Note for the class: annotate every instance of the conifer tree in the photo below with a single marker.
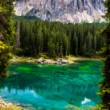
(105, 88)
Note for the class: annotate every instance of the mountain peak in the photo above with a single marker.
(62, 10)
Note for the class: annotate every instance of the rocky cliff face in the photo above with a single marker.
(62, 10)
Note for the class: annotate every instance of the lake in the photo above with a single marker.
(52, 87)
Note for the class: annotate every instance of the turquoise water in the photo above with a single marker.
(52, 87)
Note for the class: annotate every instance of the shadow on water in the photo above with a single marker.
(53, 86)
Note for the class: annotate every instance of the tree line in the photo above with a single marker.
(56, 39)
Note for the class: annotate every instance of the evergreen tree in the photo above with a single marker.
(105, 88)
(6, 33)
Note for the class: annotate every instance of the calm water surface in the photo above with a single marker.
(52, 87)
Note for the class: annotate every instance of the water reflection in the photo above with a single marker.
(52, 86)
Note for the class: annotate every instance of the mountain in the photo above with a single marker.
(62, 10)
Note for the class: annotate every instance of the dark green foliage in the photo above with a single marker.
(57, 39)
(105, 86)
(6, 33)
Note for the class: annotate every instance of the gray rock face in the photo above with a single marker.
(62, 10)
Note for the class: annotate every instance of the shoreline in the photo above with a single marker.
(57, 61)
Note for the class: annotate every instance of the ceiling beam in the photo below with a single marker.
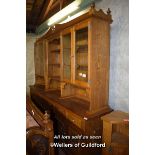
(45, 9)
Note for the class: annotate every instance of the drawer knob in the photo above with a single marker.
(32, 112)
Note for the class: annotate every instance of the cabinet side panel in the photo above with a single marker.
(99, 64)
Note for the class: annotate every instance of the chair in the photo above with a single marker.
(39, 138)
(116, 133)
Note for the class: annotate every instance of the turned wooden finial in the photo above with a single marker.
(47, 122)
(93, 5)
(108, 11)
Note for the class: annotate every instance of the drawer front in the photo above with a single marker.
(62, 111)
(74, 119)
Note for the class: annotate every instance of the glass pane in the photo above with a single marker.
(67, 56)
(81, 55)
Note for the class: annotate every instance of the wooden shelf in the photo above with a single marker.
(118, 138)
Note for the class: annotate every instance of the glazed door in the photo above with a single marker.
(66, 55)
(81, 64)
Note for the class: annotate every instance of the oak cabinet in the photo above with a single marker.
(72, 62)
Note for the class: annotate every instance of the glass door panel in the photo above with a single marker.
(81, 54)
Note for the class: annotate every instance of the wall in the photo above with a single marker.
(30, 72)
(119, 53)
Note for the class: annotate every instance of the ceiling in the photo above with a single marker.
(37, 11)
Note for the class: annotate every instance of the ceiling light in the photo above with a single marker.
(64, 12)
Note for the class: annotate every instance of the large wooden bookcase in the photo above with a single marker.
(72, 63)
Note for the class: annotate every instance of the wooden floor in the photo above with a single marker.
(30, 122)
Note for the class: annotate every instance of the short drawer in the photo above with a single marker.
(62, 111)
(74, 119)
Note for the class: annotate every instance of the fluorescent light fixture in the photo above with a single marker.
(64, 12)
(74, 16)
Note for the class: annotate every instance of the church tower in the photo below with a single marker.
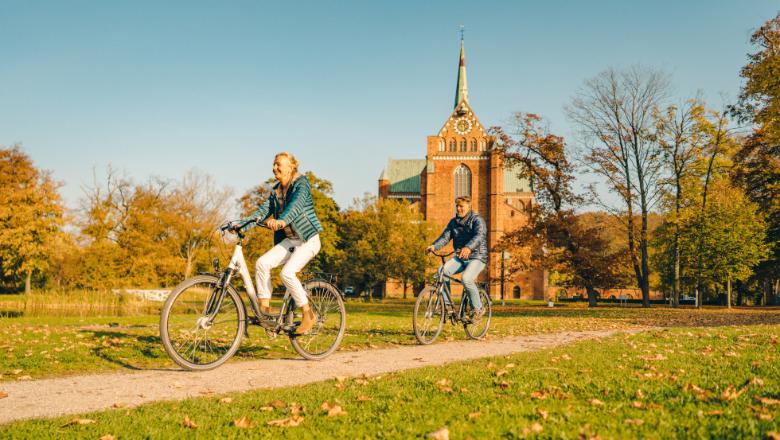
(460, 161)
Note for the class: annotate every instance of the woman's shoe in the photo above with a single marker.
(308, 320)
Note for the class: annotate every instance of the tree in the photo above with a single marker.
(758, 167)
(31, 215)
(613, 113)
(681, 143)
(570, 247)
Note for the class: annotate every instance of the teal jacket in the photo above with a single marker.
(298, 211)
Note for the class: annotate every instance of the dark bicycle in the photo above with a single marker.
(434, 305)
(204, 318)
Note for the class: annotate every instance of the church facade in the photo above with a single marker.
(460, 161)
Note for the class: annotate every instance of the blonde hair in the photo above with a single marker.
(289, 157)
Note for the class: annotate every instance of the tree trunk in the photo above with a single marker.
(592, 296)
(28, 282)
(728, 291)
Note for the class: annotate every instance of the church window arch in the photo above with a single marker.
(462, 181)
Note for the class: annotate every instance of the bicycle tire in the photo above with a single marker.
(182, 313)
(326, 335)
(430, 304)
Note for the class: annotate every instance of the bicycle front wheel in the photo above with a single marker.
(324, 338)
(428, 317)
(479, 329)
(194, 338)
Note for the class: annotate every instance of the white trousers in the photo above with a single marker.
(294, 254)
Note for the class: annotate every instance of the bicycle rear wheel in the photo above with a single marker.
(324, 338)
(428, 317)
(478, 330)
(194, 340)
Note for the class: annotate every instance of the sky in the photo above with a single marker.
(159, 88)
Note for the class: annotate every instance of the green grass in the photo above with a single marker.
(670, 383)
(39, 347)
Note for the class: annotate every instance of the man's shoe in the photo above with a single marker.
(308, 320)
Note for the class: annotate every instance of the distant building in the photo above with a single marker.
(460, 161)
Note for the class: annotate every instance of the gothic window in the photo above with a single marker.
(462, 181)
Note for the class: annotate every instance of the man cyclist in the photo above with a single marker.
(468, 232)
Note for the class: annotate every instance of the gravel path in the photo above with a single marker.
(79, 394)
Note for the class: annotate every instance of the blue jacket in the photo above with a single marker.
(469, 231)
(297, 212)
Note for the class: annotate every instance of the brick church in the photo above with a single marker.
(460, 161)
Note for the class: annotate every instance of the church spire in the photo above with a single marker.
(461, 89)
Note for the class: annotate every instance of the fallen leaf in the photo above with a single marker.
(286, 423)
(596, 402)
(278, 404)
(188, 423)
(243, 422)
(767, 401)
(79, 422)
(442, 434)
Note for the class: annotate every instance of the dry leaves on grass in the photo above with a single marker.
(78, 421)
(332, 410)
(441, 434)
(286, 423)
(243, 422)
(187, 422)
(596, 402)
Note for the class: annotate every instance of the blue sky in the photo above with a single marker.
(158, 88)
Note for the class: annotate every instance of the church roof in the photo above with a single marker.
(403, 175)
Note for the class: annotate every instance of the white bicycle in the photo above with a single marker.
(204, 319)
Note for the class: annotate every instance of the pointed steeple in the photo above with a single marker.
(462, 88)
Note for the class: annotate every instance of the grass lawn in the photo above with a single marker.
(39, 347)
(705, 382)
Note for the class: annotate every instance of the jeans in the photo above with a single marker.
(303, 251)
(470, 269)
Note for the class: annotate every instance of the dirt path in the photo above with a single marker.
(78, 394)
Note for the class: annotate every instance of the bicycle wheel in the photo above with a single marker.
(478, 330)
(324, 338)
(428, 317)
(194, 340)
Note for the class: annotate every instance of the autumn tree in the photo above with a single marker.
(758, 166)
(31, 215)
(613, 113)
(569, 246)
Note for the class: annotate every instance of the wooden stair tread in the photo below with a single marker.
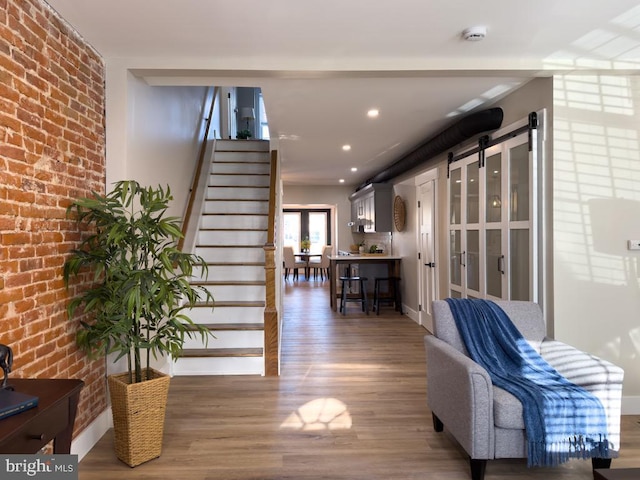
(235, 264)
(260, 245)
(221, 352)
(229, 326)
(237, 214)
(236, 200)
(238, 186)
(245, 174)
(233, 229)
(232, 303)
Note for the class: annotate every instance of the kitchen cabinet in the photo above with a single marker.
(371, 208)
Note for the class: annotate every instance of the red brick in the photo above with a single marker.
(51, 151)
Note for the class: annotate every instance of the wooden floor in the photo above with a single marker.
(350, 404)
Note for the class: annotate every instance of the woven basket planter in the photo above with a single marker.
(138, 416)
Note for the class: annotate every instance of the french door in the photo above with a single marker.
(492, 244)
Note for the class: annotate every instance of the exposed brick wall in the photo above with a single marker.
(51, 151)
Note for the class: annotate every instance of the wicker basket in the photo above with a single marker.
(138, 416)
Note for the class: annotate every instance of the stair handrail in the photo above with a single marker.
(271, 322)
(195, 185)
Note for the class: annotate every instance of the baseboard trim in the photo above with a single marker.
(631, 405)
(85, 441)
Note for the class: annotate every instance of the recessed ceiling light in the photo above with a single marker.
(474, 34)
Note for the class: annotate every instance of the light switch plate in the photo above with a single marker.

> _TASK GOAL_:
The full listing, reproduced exactly and without pictures, is the expected output.

> _TASK OUTPUT_:
Note for the class: annotate every instance of the conifer tree in the photo below with a single marker.
(105, 88)
Note for the class: annotate every instance of the mountain peak in the photo above with a single marker.
(62, 10)
Note for the class: annotate every instance of the rocky cliff face in the photo above with a single marker.
(62, 10)
Note for the class: annotate every instance of the lake in the photo above with a single marker.
(52, 87)
Note for the class: annotate every instance of the turquoise water in the photo above with a single marker.
(52, 87)
Note for the class: annotate every instance of the shadow on water in the photo above with a single marker.
(53, 86)
Note for the class: annotate every instance of the tree line in the photo above with a single marker.
(56, 39)
Note for the class: annotate every instance of the evergreen tree in the photo above with a single marker.
(105, 88)
(6, 33)
Note for the class: annotate every instance of the calm water surface in the photo above with a single marker.
(52, 87)
Note for the class: annotate every instance of the water reflection in the photo above with a single marker.
(52, 86)
Note for the class: annotate every instance of the mountain in the photo above with a single marker.
(62, 10)
Note for the class: annotate every instance of the dark green foliage in the photo above with a single marker.
(57, 39)
(105, 86)
(6, 33)
Note for the class: annotate every instance of the gray rock face in the photo above with a single marker.
(62, 10)
Note for the class: annotate every instance of the shoreline in the photo above with a single marker.
(57, 61)
Note for the class: annotate every instance of the ceiling beam in the photo below with a single marker.
(45, 9)
Note for the class: annotate every instance of the drawer knob in the photo above with a single marker.
(32, 112)
Note for the class: annotate every instance of the cabinet side panel in the photo above with a single marker.
(99, 64)
Note for the class: annotate every instance of the chair in the photo above with a single marker.
(39, 138)
(116, 133)
Note for the class: annotate every instance of the turned wooden finial in the photo above with a single marker.
(47, 122)
(93, 5)
(108, 11)
Note for the class: annotate every instance of the drawer front in the photo above with a single marker.
(62, 111)
(74, 119)
Note for the class: annotate every instance of the glass pane in the photo above with a single marker.
(67, 56)
(81, 55)
Note for the class: annotate every instance of the wooden shelf in the photo above with a single marker.
(118, 138)
Note for the class: annotate every instance of the glazed door in the photo above with a single marker.
(66, 55)
(81, 64)
Note for the class: annotate every instance of the oak cabinet in the photo above with a single marker.
(72, 62)
Note for the class: annotate every instance of the glass door panel in the photo above with a single marker.
(81, 54)
Note for the class: annotate every instance of the wall in the photo above with a single marker.
(30, 72)
(119, 53)
Note for the class: annotate every instance of the ceiling in the photo above with a single marker.
(37, 11)
Note for the class: annotate every instance of the ceiling light in the photo above with a single marker.
(64, 12)
Note for the class: annotate every instance of the large wooden bookcase in the photo above with a single marker.
(72, 63)
Note for the class: annotate every instance of the wooden floor in the photo above with a single marker.
(30, 122)
Note for the class: annotate every instance of the short drawer in the photo above with a single marker.
(62, 111)
(74, 119)
Note for the class: annotate every instance of the fluorescent light fixture in the photo above with a single marker.
(64, 12)
(74, 16)
Note for the class: annotate every instance of the church tower in the photo below with a single marker.
(460, 161)
Note for the class: annotate every instance of the woman's shoe in the photo above with a single marker.
(308, 320)
Note for the class: annotate every instance of the tree in the photo above with a single marker.
(758, 167)
(31, 215)
(613, 113)
(681, 143)
(570, 247)
Note for the class: annotate every instance of the teal jacket in the photo above with a single marker.
(298, 211)
Note for the class: annotate every instance of the dark bicycle in the photo above with a single marker.
(434, 305)
(204, 318)
Note for the class: annotate every instance of the church facade in the photo above with a single marker.
(460, 161)
Note for the class: annotate every instance of the blonde hair in the photo above with a single marker.
(289, 157)
Note for the class: annotate every instance of the tree trunk in the photo above with a single marker.
(592, 296)
(28, 282)
(728, 291)
Note for the class: annotate every instance of the church window arch in the photo above with a single marker.
(462, 181)
Note for the class: annotate every instance of the bicycle tire in the photo above with a single marker.
(182, 313)
(326, 335)
(430, 304)
Note for the class: annotate every instance of the bicycle front wheel in the photo above with a single marker.
(324, 338)
(428, 317)
(479, 329)
(194, 338)
Note for the class: annotate every instance of the white trousers in the photo above with a single marker.
(294, 254)
Note for the class: annotate every instance of the bicycle rear wheel in the photo above with a single marker.
(324, 338)
(428, 317)
(478, 330)
(194, 340)
Note for the class: annotate every instance of the sky in the photo above with a single marker.
(159, 88)
Note for the class: annotate every instance of the green grass in the photo above with a single marker.
(670, 383)
(39, 347)
Note for the class: annotate every instance of the man's shoe in the photo above with a single marker.
(308, 320)
Note for the class: annotate every instance of the distant building in the photo above with a single marker.
(460, 161)
Note for the class: annotate every instance of the gothic window in the photo above with a single marker.
(462, 181)
Note for the class: annotate every instance of the man cyclist in the photo above with a single marker.
(468, 232)
Note for the class: annotate every instance of the gravel path in the photo above with a single marker.
(79, 394)
Note for the class: annotate every instance of the blue jacket in the photo above with a single marker.
(469, 231)
(297, 212)
Note for the class: annotate every instance of the brick church in the photo above with a single marker.
(460, 161)
Note for the class: annotate every instance of the church spire in the photo above with a single marker.
(461, 89)
Note for the class: annotate every instance of the fallen leaf in the photo above with a single marker.
(286, 423)
(596, 402)
(278, 404)
(188, 423)
(243, 422)
(767, 401)
(79, 422)
(442, 434)
Note for the class: annotate every instance of the dry leaves on grass in the photo above with a single marker.
(78, 421)
(332, 410)
(441, 434)
(286, 423)
(243, 422)
(187, 422)
(596, 402)
Note for the class: annotate every instance of the blue sky in the photo above with a single marker.
(158, 88)
Note for the class: annotate every instance of the church roof in the photo above with a single marker.
(403, 175)
Note for the class: annotate every instance of the white bicycle in the photo above with a single marker.
(204, 319)
Note for the class: annotate every instance of the pointed steeple in the photo above with a single marker.
(462, 88)
Note for the class: annotate every instance of the grass lawn in the photo above with a single marker.
(39, 347)
(705, 382)
Note for the class: annotate every instance of the jeans in the photo above with a single marker.
(303, 251)
(470, 269)
Note for the class: annotate every instance of the dirt path in the photo above with a single marker.
(78, 394)
Note for the class: annotate every instance of the bicycle wheel in the photo above with a single marker.
(478, 330)
(324, 338)
(428, 317)
(194, 340)
Note for the class: annotate every instance of the autumn tree in the photo above with a single marker.
(758, 166)
(31, 215)
(613, 113)
(569, 246)
Note for the class: annotate every instance of the wooden stair tread in the photo below with a single marker.
(235, 264)
(260, 245)
(221, 352)
(229, 326)
(237, 214)
(236, 200)
(238, 186)
(245, 174)
(233, 229)
(232, 303)
Note for the class: annotate every instance of the kitchen cabinet in the photo above with a single marker.
(371, 208)
Note for the class: annotate every instance of the red brick in the photo above with a single marker.
(51, 151)
Note for the class: annotate every instance of the wooden floor in the photo above with a single marker.
(350, 404)
Note for the class: annotate every instance of the woven basket planter in the photo above with a single marker.
(138, 416)
Note for the class: annotate every instance of the french door in the photo above with a single marker.
(492, 244)
Note for the class: annotate every instance of the exposed brick wall in the photo above with a single marker.
(51, 151)
Note for the class: annotate every instance of the wicker basket in the photo above with a single marker.
(138, 416)
Note for the class: annotate every instance of the stair handrail in the photo above with a single marker.
(271, 322)
(195, 185)
Note for the class: annotate every instance of the baseboard trim in the photo above with a single marker.
(631, 405)
(85, 441)
Note for the class: annotate every instance of the recessed ceiling light in the photo above with a single marker.
(474, 34)
Note for the class: annotate every instance of the light switch plate in the photo above with a single marker.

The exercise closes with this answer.